PROBLEM STATEMENT:
Render every line of the listing below as a Markdown table with two columns, "No." for the row number and "Text" for the line, and leave out blank lines.

RECORDS PROVIDED:
## BEGIN

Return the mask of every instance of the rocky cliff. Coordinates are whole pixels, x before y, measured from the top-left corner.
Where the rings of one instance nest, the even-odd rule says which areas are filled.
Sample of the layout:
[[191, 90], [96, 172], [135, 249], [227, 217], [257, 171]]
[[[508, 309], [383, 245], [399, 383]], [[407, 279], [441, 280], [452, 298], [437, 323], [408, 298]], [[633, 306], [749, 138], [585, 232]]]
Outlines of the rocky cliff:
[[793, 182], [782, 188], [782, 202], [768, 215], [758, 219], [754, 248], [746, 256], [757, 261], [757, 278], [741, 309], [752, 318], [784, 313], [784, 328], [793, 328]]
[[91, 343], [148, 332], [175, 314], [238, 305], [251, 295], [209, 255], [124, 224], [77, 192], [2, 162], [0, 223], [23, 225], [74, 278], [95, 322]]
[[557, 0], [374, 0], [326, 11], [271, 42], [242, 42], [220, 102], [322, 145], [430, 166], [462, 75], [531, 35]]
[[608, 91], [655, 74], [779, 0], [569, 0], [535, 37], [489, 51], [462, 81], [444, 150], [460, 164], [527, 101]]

## END

FULL RESPONSE:
| No. | Text |
|---|---|
| 1 | Return the mask of every instance of the rocky cliff. Coordinates are whole pixels, x before y, measured from the top-left corner. |
| 2 | Where the rings of one instance nest, the even-odd rule says which areas are filled. |
| 3 | Sample of the layout: |
| 4 | [[191, 90], [96, 172], [135, 249], [227, 217], [257, 171]] |
| 5 | [[[508, 309], [383, 245], [399, 383]], [[407, 279], [441, 280], [452, 298], [437, 323], [408, 298]], [[633, 306], [749, 138], [585, 232]]] |
| 6 | Outlines of the rocky cliff: |
| 7 | [[793, 182], [782, 188], [782, 202], [768, 215], [758, 219], [754, 248], [746, 256], [757, 261], [757, 278], [741, 309], [752, 318], [784, 313], [784, 328], [793, 328]] |
| 8 | [[91, 343], [148, 332], [175, 314], [238, 305], [251, 295], [209, 255], [124, 224], [77, 192], [2, 162], [0, 223], [23, 225], [74, 278], [95, 322]] |
| 9 | [[557, 0], [374, 0], [326, 11], [271, 42], [242, 42], [220, 102], [322, 145], [430, 166], [462, 75], [531, 35]] |
| 10 | [[608, 91], [655, 74], [779, 0], [569, 0], [535, 37], [489, 51], [462, 81], [444, 150], [460, 164], [527, 101]] |